Image-grounded pointing data:
********

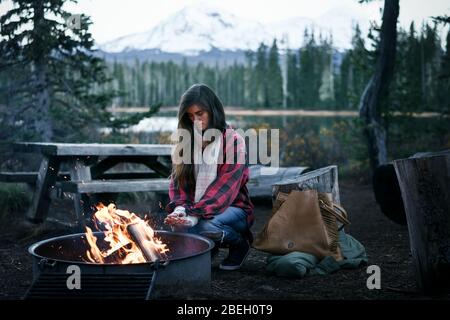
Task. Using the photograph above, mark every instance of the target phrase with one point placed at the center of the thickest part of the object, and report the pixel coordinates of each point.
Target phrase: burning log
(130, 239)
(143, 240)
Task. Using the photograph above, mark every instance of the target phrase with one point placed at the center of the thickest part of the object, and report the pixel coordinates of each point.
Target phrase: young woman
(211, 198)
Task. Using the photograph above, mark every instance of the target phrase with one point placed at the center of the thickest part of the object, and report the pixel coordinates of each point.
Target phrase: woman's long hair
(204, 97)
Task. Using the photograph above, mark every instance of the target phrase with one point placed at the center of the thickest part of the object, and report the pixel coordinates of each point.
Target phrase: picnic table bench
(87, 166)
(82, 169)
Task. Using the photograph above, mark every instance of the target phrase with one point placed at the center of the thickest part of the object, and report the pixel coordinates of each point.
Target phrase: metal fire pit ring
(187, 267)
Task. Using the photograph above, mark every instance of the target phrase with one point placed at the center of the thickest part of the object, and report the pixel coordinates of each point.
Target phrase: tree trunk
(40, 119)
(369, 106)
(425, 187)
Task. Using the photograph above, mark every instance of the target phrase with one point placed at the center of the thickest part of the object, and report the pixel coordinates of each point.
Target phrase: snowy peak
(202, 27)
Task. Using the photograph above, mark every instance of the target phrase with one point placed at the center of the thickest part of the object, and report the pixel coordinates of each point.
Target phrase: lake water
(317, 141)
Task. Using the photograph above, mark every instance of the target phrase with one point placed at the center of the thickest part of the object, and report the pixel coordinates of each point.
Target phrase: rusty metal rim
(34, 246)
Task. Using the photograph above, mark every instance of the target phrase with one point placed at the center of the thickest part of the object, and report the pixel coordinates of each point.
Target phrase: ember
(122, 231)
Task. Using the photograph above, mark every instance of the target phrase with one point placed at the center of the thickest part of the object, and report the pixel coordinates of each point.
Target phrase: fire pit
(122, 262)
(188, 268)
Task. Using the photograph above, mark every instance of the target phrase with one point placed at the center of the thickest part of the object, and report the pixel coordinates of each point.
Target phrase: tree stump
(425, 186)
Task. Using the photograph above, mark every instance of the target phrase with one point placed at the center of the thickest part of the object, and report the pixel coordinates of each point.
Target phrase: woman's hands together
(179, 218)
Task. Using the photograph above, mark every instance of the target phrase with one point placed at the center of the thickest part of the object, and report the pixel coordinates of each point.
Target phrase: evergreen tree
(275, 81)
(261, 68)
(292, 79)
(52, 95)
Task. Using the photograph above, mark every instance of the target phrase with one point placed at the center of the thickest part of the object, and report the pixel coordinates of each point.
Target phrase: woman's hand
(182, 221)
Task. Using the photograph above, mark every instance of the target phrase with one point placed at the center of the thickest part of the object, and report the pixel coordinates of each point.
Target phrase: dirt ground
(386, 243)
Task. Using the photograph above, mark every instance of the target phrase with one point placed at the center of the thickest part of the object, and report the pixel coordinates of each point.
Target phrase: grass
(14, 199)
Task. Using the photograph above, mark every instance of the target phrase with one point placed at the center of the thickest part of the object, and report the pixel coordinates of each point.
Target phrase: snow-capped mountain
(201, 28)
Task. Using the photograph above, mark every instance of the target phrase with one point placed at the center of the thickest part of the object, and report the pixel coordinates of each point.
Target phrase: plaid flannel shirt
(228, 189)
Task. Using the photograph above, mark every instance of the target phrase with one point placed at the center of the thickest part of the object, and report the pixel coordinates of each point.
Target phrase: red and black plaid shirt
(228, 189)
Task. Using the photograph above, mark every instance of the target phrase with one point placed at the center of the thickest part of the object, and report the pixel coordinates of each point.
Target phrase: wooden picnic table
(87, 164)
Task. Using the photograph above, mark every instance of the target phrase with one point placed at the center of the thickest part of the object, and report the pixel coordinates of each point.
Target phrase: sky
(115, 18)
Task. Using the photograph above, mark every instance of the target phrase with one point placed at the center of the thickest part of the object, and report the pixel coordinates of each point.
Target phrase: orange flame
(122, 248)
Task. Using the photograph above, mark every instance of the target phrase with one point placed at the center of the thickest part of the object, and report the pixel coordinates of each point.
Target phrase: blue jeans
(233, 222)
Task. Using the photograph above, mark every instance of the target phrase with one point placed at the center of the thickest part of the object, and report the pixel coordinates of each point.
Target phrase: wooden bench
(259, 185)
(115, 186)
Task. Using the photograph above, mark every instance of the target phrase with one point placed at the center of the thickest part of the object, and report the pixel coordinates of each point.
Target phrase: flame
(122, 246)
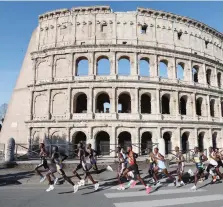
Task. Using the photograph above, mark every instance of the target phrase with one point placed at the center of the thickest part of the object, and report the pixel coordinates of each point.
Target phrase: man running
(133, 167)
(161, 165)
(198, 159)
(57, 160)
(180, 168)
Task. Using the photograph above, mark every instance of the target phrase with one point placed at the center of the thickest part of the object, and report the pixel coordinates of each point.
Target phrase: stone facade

********

Problem to work on => Print the records again exactly, without the pictures.

Expected answer =>
Task. Using the photograph above, mark every instance of the target phrase with one point placed at the center of the thickest part of the object, and report the pixel coordinates of each point.
Target phrase: burning log
(130, 239)
(143, 240)
Task. Using the photograph above, mark every instance of the target phrase with one point placed at the center of the thickest part of the object, and report the pixel coordinates of each point.
Target phrase: young woman
(211, 198)
Task. Using the photograph above, mark every instance of the target phrase with one point placed at the center of the thickest part of the object, and report the pixel coordinates of each point.
Target phrase: woman's long hair
(204, 97)
Task. Using the photograph above, mark every instance of the target phrase with one point placed at the center of the thickest part of the object, and report the pixel coordinates of each point.
Target phrase: picnic table bench
(87, 166)
(82, 169)
Task. Using the photograph above, mark every instance of the target phrase with one point placed at the center of the thickest part of the object, and report the pixel coordinates of each point.
Target phrase: metal fire pit ring
(187, 267)
Task. Using the photograph above, mark every instance of the target phrase with one point placed at the center of the thickest part of the object, and report the pixel coordinates of each point.
Target phrase: tree trunk
(40, 119)
(369, 106)
(425, 187)
Task. Using the photograph above, mark every instance of the target phrase with one point placed at the center of the thickest part of the object, and report the pixel coordinates of each point.
Target phrase: snowy peak
(202, 27)
Task. Using the photograph above, mark every instance of the target phrase with one point placed at the center of the thickest part of the object, and report the pixel coordinates of each point.
Target phrase: lake water
(317, 141)
Task. Using the photograph above, mark every instance of the target phrase with one point placed at the center of the thickest part of the object, and report the pixel coordinates of each point.
Target phrase: rusty metal rim
(34, 246)
Task. Using the photograph above, mark every instance of the target phrase with one point placed at the center of the thickest part of the object, and report the pixel coordinates of each point.
Target phrase: ember
(122, 231)
Task. Using the photograph above, mark every instance of the target phrase with one point placed at the center of the thickest part of the object, and report the pixel coordinates of each point.
Target phrase: fire pit
(122, 262)
(188, 268)
Task. Using the photograph above, mark every instance of the target phrase with one point placed at the center of the thickest part of the object, and report the pixel coordinates of each point.
Target phrase: tree stump
(425, 186)
Task. Using the photograph above, mark every instance of the target phrase with one point placed at the center of the thickest part of the object, and report the pixel coordinates of each point.
Target phrase: woman's hands together
(179, 218)
Task. Using the photograph above, mark every instance of the target phrase with one point placed at the center of the thickest part of the object, and report the pixel coordinates of each point.
Target phrase: evergreen tree
(275, 81)
(261, 68)
(292, 79)
(52, 95)
Task. Using the photograph above, mark every instance of the target phrase with one point placed at the center of the thickest part of the object, and report the pixel coordinates of each point.
Target phrase: woman's hand
(182, 221)
Task. Using the photograph above, mark every instance of the target phrase with one point placed at the center of the thickest part of the object, and report the pixel coordinates of each point.
Target phrase: dirt ground
(386, 243)
Task. Using the photograph above, mark every instance of the target phrase with one point placed at the center of the thickest part of the object, and report the pixel coordinates of each point.
Target phrase: grass
(14, 199)
Task. Using the photograph above, mark every instance of the target phrase with one point placed at the center of the thickest part of the object, and report the pixel coordinates of each point.
Target phrase: snow-capped mountain
(201, 28)
Task. Using the photograph above, mark every instance of the target phrase with one point placed at the center of the thickest part of the object, and report the pixel coordinates of each point.
Target phrase: plaid flannel shirt
(228, 189)
Task. Using the photograph above, mark every instance of the target phrase with one point placed at the center of the thickest part of the object, and report the pixel coordinates of each point.
Target phrase: red and black plaid shirt
(228, 189)
Task. Using the photograph above, mark every instance of the target phrase with one point placed at the center of the thickest part of the object, and report the pixel coordinates of each point.
Target phrase: wooden picnic table
(87, 164)
Task. Using the photograph above, mark every instance of the target phrase with one point placed at the center of the thickest part of the object, and report the pixel coordinates of each point.
Target phrase: sky
(115, 18)
Task. Using the photograph above, mark every instance of the target phrase with one point placed at the center of the thickest part of the object, and report the pixel coordinates of each point.
Target phrase: orange flame
(122, 248)
Task. Using the photograph above, mark every instance of the target phrase with one point placed at the center of the thickest part of the object, and report the pixel coordinates of each point.
Target phrase: blue jeans
(233, 222)
Task. Using the photograph above, mark every instance of the target phrase with one point placed at the center of the thickest part of the object, and report the pixel coordinates of each point.
Target phrase: wooden bench
(259, 185)
(115, 186)
Task. Using the photograph above, mark every instance of the target phrase with one point placed at the center of the thickest part of the object, and report the pixel coordinates of each point.
Target phrase: flame
(122, 246)
Task. Using the photograph above, mark every instance of the target phrase with one point placed at the center of the thickest part of the object, and report the pixel coordinates of each point.
Target phrase: man running
(133, 167)
(161, 165)
(198, 159)
(57, 160)
(180, 168)
Task. Using the photograph above, mark every instance of the target phrase with one point placed at the center of the thickest part of the object, and report the pixel coordinates of each point.
Target phrase: stone facade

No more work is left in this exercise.